Позиция Тарковского не допускает сомнений: «Надо это „поломать“ и ставить „Идиота“ на „Мосфильме“»130.
Андрей Арсеньевич понимает, что столь сложный проект он сможет осуществить только на родной киностудии, где хозяином на съемочной площадке будет он, а не иностранный продюсер и знаменитая кинозвезда.
Он срочно подает заявку в Экспериментальное творческое объединение «Мосфильма». Однако сомнения, что из претендентов на постановку «Идиота» выберут не Смоктуновского или Кончаловского, а его, все же не оставляют Тарковского. Он даже готов скандалить по этому поводу с Ермашом, которому еще предстоит сдавать непринятое «Зеркало».
Скандала Тарковский не устроил – ни грандиозного, ни простого. Он дистанцировался от внешнего мира, погрузился в депрессию, когда хочется уйти от всех, исчезнуть, спрятаться от давящего пресса Госкино и гнетущей советской действительности. Но внутренняя энергия его нереализованных замыслов продолжала накапливаться, требовала выхода. Перед поездкой в Италию Тарковский, обычно весьма осмотрительный в оценках, потеряв всякую осторожность, кроет в дневнике чиновников Госкино по полной программе, совершенно не стесняясь в выражениях:
Мерзавцы безграмотные! Они не то что Маркса, они и Ленина-то не читали. <…> Сволочь и паразиты на теле у рабски скрученного рабочего131.

Материал для работы:
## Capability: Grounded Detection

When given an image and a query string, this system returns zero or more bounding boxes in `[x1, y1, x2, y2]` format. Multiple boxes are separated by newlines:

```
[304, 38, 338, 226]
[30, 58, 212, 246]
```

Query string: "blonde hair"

Что сделать 1: Выпишите все фамилии людей, которые встречаются в отрывке о Тарковском.
Что сделать 2: Допишите отрывок о Тарковском: продолжите его сразу после последней фразы.

Ваш ответ 1: Тарковский, Смоктуновский, Кончаловский, Ермаш, Маркс, Ленин

Ваш ответ 2:
Это не просто вырвавшееся в сердцах грубое выражение, а сентенция, которую любой советский прокурор мгновенно подвел бы как минимум под две статьи Уголовного кодекса – «Антисоветская агитация и пропаганда» и «Клевета на советскую действительность», а то и куда хуже – «Призывы к свержению существующего строя». А такие статьи грозили годами лагерей в Мордовии, в Восточной Сибири или принудительным лечением со всеми прелестями советской карательной психиатрии.
Возможно, столь яростное настроение Тарковского и его нервный срыв были обусловлены информацией, которую он получил от режиссера Романа Балаяна, друга Сергея Параджанова. Роман сообщил шокирующие подробности суда над Параджановым. Он привез Тарковскому газету «Вечерний Киев» со статьей, обливающей грязью выдающегося режиссера, не оставляющей сомнений в том, что вердикт суда предрешен. Если вспомнить, что двумя месяцами ранее был насильно выслан из страны Солженицын, эти демарши власти указывали инакомыслящим на их возможную судьбу. Закручивание гаек становилось все более жестоким.